Pointing and labeling records
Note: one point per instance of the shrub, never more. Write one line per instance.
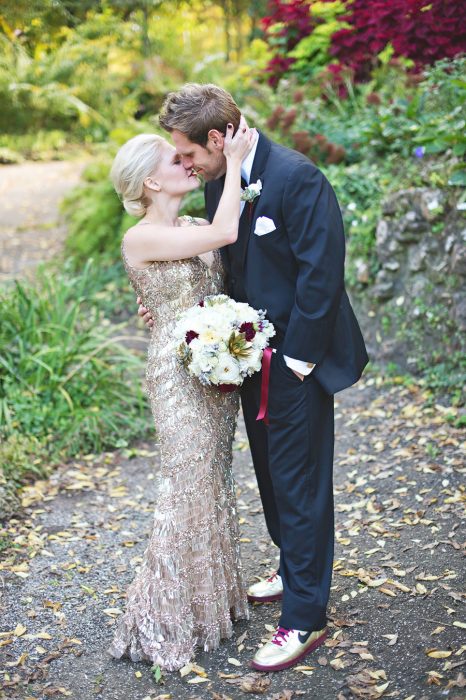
(306, 35)
(65, 379)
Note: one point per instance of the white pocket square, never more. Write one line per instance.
(264, 225)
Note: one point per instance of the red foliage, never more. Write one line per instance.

> [THE EXERCISE]: Rewrite all the records above, substituting "occurrence" for every "instance" and leaving everything else the same. Omit the pictures from your answer.

> [TASK SOLUTION]:
Note: one point per occurrence of the shrub, never more. Write one line per occurrence.
(306, 35)
(65, 379)
Note: one point per occurrence of the white pocket square, never more. Write one line per occurrence.
(264, 225)
Note: one point per occurrence of the red foliage, never more. Write one line per occurrence.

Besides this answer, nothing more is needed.